### What you need to do
1. For each statement about the physics problem set, say yes or no and quote the words of the problem set that decide it: (a) the dielectric slab fills the gap between the capacitor plates; (b) the dielectric is removed after the battery is disconnected; (c) the electric field between the parallel plates points upward.
2. Rewrite the part of the physics problem set that opens with the words containing "Part (b) — Energy" and closes with "Divider (5 marks)", changing "battery" to "power supply" everywhere it appears.
3. Write the next part of the physics problem set, picking up after the voltage divider description.

### Text extract
□ □ □ □

Two point charges are placed on the $x$-axis: $Q_{1} = +4\ \mu\text{C}$ at $x = 0$, and $Q_{2} = -9\ \mu\text{C}$ at $x = 5\ \text{cm}$. Calculate the net electric field $\vec{E}_{\text{net}}$ at $x = 2\ \text{cm}$ (magnitude and direction).

Part (b) — Force on Test Charge (3 marks)

A test charge $q = +2\ \text{nC}$ is placed at $x = 2\ \text{cm}$. Calculate the electrostatic force $\vec{F}$ acting on it.

Part (c) — Projectile in Uniform E-field (5 marks)

An electron ($q = -e$, $m = 9.11 \times 10^{-31}\ \text{kg}$) enters horizontally at $v_{0} = 3.0 \times 10^{6}\ \text{m/s}$ into a uniform electric field $E = 5000\ \text{N/C}$ directed downward between parallel plates of length $L = 6.0\ \text{cm}$.

(i) Find the vertical acceleration $a_{y}$ of the electron.
(ii) How long does the electron take to traverse the plates?
(iii) Determine the vertical deflection $y$ of the electron as it exits the plates.
(iv) Find the exit angle $\theta$ relative to the horizontal.

B2: Capacitor + Dielectric + DC Circuit

Part (a) — Capacitance with Dielectric (3 marks)

A parallel-plate capacitor has plates of area $A = 50\ \text{cm}^{2}$ separated by $d = 0.20\ \text{mm}$ in air. A dielectric slab with $\kappa = 3.5$ is inserted filling the gap. Calculate the capacitance $C$.

Part (b) — Energy Stored (4 marks)

The capacitor from part (a) is connected to a $24\ \text{V}$ battery.

(i) Calculate the charge $Q$ on each plate.
(ii) Calculate the energy $U$ stored in the capacitor.
(iii) While the battery remains connected, the dielectric is removed. Explain what happens to the charge and energy. Calculate the new stored energy.

Part (c) — Voltage Divider (5 marks)

A voltage divider consists of $R_{1} = 10\ \text{k}\Omega$ and $R_{2} = 15\ \text{k}\Omega$ connected across a $12\ \text{V}$ supply.

□ □ □ □

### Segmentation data

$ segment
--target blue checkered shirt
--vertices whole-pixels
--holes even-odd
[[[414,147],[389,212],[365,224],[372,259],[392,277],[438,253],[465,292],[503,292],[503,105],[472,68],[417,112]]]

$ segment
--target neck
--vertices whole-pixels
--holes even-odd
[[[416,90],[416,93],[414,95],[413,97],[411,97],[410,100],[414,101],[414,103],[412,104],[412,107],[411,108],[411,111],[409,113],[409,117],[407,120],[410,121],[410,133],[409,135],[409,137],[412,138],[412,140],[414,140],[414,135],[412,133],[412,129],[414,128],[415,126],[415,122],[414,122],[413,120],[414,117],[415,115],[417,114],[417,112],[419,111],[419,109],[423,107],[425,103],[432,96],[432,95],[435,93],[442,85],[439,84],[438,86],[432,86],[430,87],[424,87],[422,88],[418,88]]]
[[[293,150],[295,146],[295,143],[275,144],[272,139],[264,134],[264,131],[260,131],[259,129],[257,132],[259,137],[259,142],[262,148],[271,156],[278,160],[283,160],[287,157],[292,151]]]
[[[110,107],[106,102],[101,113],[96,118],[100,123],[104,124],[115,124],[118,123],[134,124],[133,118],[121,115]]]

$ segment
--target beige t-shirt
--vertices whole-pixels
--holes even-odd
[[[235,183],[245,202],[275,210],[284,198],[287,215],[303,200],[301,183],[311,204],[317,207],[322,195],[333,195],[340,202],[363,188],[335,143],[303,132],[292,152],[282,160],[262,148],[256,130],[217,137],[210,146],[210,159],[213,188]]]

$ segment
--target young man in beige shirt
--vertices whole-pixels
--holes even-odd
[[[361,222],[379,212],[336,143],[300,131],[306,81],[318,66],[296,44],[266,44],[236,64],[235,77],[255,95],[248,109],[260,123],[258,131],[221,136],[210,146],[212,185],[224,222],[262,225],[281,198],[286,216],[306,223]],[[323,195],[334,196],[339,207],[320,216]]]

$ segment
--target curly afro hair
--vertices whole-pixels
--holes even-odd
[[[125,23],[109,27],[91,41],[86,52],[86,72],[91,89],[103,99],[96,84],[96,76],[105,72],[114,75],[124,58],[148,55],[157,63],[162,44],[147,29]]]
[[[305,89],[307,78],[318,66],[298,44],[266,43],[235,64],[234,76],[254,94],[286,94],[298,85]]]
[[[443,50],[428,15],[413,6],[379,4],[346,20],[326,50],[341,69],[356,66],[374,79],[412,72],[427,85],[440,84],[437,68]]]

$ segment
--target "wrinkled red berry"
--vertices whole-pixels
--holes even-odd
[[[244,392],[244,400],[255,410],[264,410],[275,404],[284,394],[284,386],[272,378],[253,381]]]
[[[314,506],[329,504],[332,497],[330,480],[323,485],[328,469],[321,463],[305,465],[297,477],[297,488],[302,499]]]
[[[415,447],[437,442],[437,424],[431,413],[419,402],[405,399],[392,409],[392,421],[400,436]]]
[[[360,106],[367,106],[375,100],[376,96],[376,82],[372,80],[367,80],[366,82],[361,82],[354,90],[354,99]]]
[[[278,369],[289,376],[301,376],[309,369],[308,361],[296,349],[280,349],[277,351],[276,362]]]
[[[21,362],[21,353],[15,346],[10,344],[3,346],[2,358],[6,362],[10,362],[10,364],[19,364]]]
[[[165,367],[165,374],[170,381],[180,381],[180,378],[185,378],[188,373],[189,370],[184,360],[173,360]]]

□ □ □ □

### Task-by-task outputs
1.
(a) Yes: "A dielectric slab with $\kappa = 3.5$ is inserted filling the gap."
(b) No: "While the battery remains connected, the dielectric is removed."
(c) No: "directed downward between parallel plates"

2.
Part (b) — Energy Stored (4 marks)

The capacitor from part (a) is connected to a $24\ \text{V}$ power supply.

(i) Calculate the charge $Q$ on each plate.
(ii) Calculate the energy $U$ stored in the capacitor.
(iii) While the power supply remains connected, the dielectric is removed. Explain what happens to the charge and energy. Calculate the new stored energy.

Part (c) — Voltage Divider (5 marks)

3.
(i) Calculate the unloaded output voltage $V_{\text{out}}$ across $R_{2}$.
(ii) A load $R_{L} = 5\ \text{k}\Omega$ is connected across $R_{2}$. Find the new output voltage.
(iii) By what percentage did the output voltage drop due to the loading effect?

B3: AC Circuits — Phasor Diagrams & Power Types

Part (a) — Phasor Diagram (4 marks)

An RLC series circuit has $R = 40\ \Omega$, $X_{L} = 70\ \Omega$, $X_{C} = 30\ \Omega$, and $I_{\text{rms}} = 2.0\ \text{A}$.

(i) Calculate $V_{R}$, $V_{L}$, and $V_{C}$.
(ii) Draw the phasor diagram showing all three voltages and the resultant $V_{T}$.
(iii) Calculate the magnitude of $V_{T}$ and the phase angle $\phi$.

Part (b) — Power Calculations (4 marks)

For the same circuit:

(i) Calculate real power $P_{e}$, inductive reactive power $P_{LC}$, and capacitive reactive power $P_{CC}$.
(ii) Calculate the apparent power $P_{A}$ and power factor $\cos\phi$.
(iii) Is the circuit inductive or capacitive? Explain.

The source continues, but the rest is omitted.